Look in the data below for the line that contains "Reviewer note: confirm that each instance of the man's face". Copy that line and the remaining lines exactly.

Collected data entries
────────

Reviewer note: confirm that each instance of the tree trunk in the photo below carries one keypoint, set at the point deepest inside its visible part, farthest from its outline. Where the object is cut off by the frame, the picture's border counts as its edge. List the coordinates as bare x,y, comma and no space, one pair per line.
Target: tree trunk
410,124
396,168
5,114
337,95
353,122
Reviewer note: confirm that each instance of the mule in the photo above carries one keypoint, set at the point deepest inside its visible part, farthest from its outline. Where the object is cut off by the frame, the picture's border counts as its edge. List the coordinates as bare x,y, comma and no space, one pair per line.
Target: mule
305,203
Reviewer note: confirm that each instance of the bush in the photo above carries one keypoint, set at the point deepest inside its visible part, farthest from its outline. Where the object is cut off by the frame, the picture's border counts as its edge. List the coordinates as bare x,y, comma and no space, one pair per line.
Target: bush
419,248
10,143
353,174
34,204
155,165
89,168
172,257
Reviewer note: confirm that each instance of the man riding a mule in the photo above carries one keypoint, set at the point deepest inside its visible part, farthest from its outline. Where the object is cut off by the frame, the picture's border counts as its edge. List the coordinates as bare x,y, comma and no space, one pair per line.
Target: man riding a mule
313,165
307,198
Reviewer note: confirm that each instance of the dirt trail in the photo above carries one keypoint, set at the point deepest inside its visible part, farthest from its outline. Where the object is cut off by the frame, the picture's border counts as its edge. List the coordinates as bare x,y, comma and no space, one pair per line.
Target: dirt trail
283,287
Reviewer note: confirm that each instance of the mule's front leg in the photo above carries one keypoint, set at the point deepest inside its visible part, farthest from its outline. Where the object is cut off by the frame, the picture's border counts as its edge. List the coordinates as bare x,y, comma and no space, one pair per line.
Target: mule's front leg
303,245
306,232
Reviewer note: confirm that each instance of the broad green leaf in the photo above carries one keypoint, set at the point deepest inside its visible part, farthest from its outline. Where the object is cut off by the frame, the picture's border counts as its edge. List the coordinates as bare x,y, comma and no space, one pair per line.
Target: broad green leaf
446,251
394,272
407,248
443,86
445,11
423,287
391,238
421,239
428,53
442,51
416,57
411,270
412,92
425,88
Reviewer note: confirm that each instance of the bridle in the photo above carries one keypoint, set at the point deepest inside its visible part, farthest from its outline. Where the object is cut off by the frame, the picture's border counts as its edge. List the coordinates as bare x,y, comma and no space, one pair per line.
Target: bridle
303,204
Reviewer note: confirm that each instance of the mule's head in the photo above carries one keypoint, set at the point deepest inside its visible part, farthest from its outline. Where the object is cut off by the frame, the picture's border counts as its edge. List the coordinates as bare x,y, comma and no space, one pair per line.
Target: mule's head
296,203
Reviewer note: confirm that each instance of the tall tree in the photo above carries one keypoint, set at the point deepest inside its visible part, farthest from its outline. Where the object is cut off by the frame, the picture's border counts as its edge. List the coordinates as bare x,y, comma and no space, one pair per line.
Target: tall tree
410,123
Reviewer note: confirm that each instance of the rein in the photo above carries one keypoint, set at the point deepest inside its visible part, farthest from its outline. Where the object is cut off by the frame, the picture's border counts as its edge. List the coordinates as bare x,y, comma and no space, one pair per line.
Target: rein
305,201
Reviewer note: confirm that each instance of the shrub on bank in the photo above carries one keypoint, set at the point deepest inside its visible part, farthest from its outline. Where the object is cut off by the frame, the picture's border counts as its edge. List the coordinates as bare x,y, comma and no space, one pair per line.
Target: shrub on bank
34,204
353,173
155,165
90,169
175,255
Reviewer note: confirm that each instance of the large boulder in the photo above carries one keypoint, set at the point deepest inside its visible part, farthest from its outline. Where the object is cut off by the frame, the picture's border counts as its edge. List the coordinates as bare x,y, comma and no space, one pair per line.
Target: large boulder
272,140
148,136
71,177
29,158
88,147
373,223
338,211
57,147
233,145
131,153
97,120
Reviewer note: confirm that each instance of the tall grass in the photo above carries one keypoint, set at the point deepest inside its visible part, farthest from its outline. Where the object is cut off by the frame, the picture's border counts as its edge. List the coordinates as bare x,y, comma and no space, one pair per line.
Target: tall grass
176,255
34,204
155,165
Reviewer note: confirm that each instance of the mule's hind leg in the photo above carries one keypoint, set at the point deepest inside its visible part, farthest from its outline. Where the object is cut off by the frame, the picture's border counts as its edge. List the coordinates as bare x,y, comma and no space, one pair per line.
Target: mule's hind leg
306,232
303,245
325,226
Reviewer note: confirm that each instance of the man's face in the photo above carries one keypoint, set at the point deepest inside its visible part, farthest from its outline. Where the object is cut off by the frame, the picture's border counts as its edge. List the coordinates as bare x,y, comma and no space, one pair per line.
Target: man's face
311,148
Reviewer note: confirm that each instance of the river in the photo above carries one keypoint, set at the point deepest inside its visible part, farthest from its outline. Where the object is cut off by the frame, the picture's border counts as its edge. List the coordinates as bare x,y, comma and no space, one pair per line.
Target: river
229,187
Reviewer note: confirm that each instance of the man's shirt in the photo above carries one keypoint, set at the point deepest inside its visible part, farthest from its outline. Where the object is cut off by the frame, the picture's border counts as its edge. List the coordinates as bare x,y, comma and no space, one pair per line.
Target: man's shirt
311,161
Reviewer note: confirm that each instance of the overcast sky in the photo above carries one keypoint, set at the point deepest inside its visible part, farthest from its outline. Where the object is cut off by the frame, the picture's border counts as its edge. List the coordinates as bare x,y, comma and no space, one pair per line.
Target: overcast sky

────────

OUTPUT OF THE TASK |
Reviewer note: confirm that each instance of the man's face in the photo above carries one keypoint, set at the point deepest inside its visible part, farthest from its outline. Where the object is cut off by the frame, the picture's border counts as its edge. List the coordinates as bare x,y, comma and no space, one pair per line.
Target: man's face
311,148
Reviewer note: confirm that each instance of the river in the photo above carries one keypoint, set at the point deepest inside its visible part, farthest from its outline. Where the object is cut off by the frame, the picture's border counts as its edge. List the coordinates as bare x,y, comma and no space, one pair per line.
Target: river
229,187
Reviewer note: confirm that each instance of the man's shirt in the photo above carries one keypoint, set at the point deepest inside its visible part, farthest from its outline. Where the object is cut off by the frame, the picture's border counts as its edge. List the coordinates as bare x,y, comma and no space, one pair per line.
Target: man's shirt
311,161
Reviewer note: confirm that each instance of the overcast sky in the photo above carries one keypoint, set at the point deepest inside its visible part, farthest from its outline. Where the object is cut off by the frame, the picture's border counts as its edge. List the coordinates as bare x,y, comma and no space, one pair per line.
Target: overcast sky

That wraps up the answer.